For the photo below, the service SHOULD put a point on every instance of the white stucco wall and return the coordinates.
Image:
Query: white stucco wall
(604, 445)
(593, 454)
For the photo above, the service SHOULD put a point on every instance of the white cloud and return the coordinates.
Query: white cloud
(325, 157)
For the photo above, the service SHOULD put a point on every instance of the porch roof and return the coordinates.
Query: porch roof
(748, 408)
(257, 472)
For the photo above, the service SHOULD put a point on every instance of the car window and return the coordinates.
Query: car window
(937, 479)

[What is asked]
Rewrite all the records above, replacing every "SHOULD" with "MUST" and changing nothing else.

[Response to this task]
For the photo below, the service MUST put a point on every instance of the white stucco wall and return the coordinates.
Image:
Query: white stucco wall
(604, 445)
(593, 454)
For the photo above, the service MUST put a point on every instance of the white cloud and return the coordinates.
Query: white cloud
(325, 157)
For the photo above, the service MUST put a point on every instance of the porch roof and return the coordinates.
Query: porch roof
(748, 408)
(257, 472)
For the photo above, the service MUST put a point on every instance of the car window and return the coordinates.
Query: car window
(937, 479)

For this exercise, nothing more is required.